* **Direction A**
Under the maritime delimitation passage, which provision governs areas of overlap that have not yet been delimited?

— start of Quoted passage —

The agreements referred to in paragraphs 1 and 4 of article 74 and paragraphs 1 and 4 of article 83 may provide for joint or cooperative implementation of some or all of the coastal State rights with respect to some or all of the area of overlap. The existence of such agreements illustrates the fact that paragraph 1 does not necessarily require delimitation.
13.
A further illustration may be found in the ubiquity of overlapping entitlements that have yet to be delimited, decades after the adoption and entry into force of the Convention. That does not mean that the coastal States concerned are in breach of the Convention. It also does not mean that the undelimited areas are not regulated by article 74 and article 83. What it means is that the areas of overlap are governed by paragraph 3 of those articles. The number and significance of these undelimited areas, and the fact that some are the object of serious political differences, suggest caution in considering limitations on the scope and application of paragraph 3 of those articles. The rules on how to live with unresolved issues are of no less importance than the rules on how to resolve them.
14.
Only paragraph 2 of article 74 and paragraph 2 of article 83 may, but do not necessarily, compel delimitation. Some States have exercised the specific right under article 298, paragraph 1(a)(i), to exclude "disputes concerning the interpretation or application of articles 15, 74 and 83 relating to sea boundary delimitations" from compulsory arbitration or adjudication under the Convention. Whatever the jurisdictional constraints on a court or tribunal to which a delimitation dispute has been submitted, it also should be borne in mind that paragraph 2 of article 74 and paragraph 2 of article 83 refer to all of the dispute-settlement procedures provided for in Part XV, not just arbitration and adjudication. A possible consequence of applying those paragraphs is agreement on conciliation under article 284 or submission of the dispute to compulsory conciliation by one party under article 298, paragraph 1(a)(i). That may result, and indeed has resulted, in much more than simple delimitation (see Timor Sea Conciliation between Timor-Leste and Australia, Report and Recommendations of 9 May 2018, paras. 303-306, Annex 28: Maritime Boundary Treaty, Arts. 2, 4, 7, Annex B) (PCA Case No. 2016-10) (hereinafter "the Timor Sea Conciliation").

— end of Quoted passage —
— start of Input rows —

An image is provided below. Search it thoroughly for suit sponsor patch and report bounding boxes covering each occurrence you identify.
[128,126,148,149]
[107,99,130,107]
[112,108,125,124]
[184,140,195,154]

— end of Input rows —

* **Direction B**
Update the records so that "suit sponsor patch" reads "helmet sponsor decal", leaving everything else unchanged.

* **Task solution A**
Paragraph 3 of article 74 and article 83.

* **Task solution B**
An image is provided below. Search it thoroughly for helmet sponsor decal and report bounding boxes covering each occurrence you identify.
[128,126,148,149]
[107,99,130,107]
[112,108,125,124]
[184,140,195,154]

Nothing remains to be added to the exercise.